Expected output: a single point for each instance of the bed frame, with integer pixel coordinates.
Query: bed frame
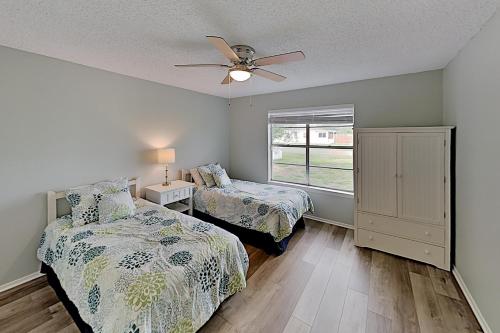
(53, 280)
(253, 237)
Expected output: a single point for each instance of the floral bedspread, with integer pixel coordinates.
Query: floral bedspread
(158, 271)
(265, 208)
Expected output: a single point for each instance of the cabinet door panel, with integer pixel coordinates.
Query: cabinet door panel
(377, 163)
(421, 177)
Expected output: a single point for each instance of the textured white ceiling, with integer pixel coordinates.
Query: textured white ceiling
(344, 40)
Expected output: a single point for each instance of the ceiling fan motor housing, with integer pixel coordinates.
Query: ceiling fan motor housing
(245, 52)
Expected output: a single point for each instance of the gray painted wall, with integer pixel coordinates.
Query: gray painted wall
(472, 103)
(405, 100)
(63, 124)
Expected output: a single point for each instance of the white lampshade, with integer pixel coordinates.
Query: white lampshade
(166, 156)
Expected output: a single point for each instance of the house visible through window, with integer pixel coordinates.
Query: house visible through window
(312, 147)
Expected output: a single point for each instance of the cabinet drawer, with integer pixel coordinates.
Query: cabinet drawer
(402, 228)
(431, 254)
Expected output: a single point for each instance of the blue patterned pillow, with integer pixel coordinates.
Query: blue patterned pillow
(84, 199)
(115, 206)
(220, 176)
(206, 173)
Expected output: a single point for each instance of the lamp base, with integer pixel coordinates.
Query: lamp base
(166, 183)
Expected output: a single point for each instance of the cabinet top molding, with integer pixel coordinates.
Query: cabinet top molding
(433, 129)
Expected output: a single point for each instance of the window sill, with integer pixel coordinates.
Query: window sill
(314, 189)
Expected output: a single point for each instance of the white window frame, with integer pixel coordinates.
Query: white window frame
(347, 194)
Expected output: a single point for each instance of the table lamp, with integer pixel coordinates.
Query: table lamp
(166, 156)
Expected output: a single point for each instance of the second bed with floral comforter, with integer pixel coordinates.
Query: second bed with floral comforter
(265, 208)
(158, 271)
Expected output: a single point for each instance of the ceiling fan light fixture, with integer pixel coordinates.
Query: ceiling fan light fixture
(239, 73)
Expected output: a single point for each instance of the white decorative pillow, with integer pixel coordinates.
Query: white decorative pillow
(206, 173)
(220, 176)
(115, 206)
(198, 180)
(84, 199)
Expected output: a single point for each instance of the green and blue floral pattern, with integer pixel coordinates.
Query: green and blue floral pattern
(135, 277)
(265, 208)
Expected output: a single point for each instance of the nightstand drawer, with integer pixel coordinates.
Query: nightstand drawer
(172, 194)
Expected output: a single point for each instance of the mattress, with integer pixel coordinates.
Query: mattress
(261, 207)
(158, 271)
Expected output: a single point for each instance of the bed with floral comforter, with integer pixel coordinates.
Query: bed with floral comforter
(261, 207)
(158, 271)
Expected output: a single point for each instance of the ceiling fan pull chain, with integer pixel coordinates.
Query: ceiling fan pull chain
(229, 86)
(251, 96)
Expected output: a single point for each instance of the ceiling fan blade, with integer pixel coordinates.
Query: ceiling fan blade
(227, 79)
(202, 65)
(268, 75)
(224, 48)
(280, 58)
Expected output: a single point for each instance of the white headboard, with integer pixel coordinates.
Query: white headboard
(52, 197)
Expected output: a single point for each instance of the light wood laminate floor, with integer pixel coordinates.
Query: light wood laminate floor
(323, 283)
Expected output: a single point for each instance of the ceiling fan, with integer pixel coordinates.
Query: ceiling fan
(243, 64)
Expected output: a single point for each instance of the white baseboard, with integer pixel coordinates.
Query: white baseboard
(320, 219)
(484, 325)
(24, 279)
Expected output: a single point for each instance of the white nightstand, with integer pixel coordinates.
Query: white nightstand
(172, 195)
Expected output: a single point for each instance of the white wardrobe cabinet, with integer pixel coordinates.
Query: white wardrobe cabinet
(402, 192)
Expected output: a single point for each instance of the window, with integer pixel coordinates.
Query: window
(312, 147)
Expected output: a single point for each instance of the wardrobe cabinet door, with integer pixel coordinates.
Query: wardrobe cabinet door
(421, 177)
(377, 162)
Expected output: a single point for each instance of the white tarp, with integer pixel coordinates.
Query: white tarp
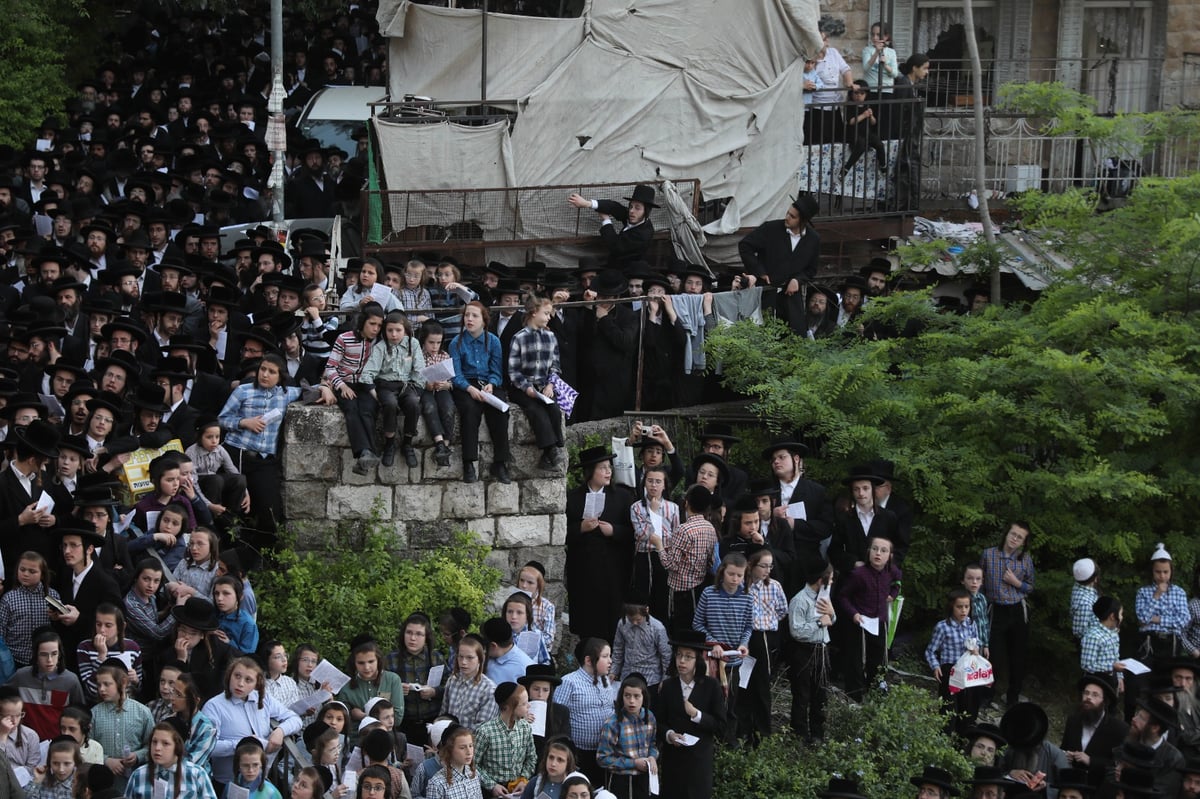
(438, 52)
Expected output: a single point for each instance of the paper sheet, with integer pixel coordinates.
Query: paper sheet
(438, 372)
(593, 504)
(538, 708)
(745, 670)
(529, 642)
(496, 402)
(327, 672)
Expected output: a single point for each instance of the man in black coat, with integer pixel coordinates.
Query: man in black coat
(1107, 730)
(629, 244)
(783, 253)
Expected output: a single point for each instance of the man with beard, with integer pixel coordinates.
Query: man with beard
(1093, 731)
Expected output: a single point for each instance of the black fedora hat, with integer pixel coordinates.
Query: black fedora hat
(196, 613)
(538, 673)
(41, 437)
(840, 788)
(1104, 682)
(1025, 725)
(643, 193)
(934, 775)
(610, 282)
(685, 638)
(594, 455)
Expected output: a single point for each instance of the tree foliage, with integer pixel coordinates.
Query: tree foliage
^^^^^^^^
From the material above, retype precisely the lines between the line holding "the bed with" and the line holding "Expected output: a single point for each instance of the light", inclusive, and nothing beyond them.

## FINISHED EXERCISE
Expected output: a single point for each instance of the bed with floral comforter, with integer pixel coordinates.
Query: bed with floral comforter
(261, 207)
(158, 271)
Expected output: a single point for each instance of the ceiling fan pull chain, with integer pixel coordinates.
Query: ceiling fan pull chain
(229, 86)
(251, 96)
Expected output: a single point for each instance of the ceiling fan blade, with integer pixel coordinates.
Query: ceiling fan blade
(227, 79)
(202, 65)
(268, 75)
(224, 48)
(280, 58)
Expected output: a single point for each instance of the white headboard, with integer pixel coordinates.
Query: white headboard
(52, 197)
Expected output: a single point for each instance of the light wood laminate floor, with integer pixel coordinates.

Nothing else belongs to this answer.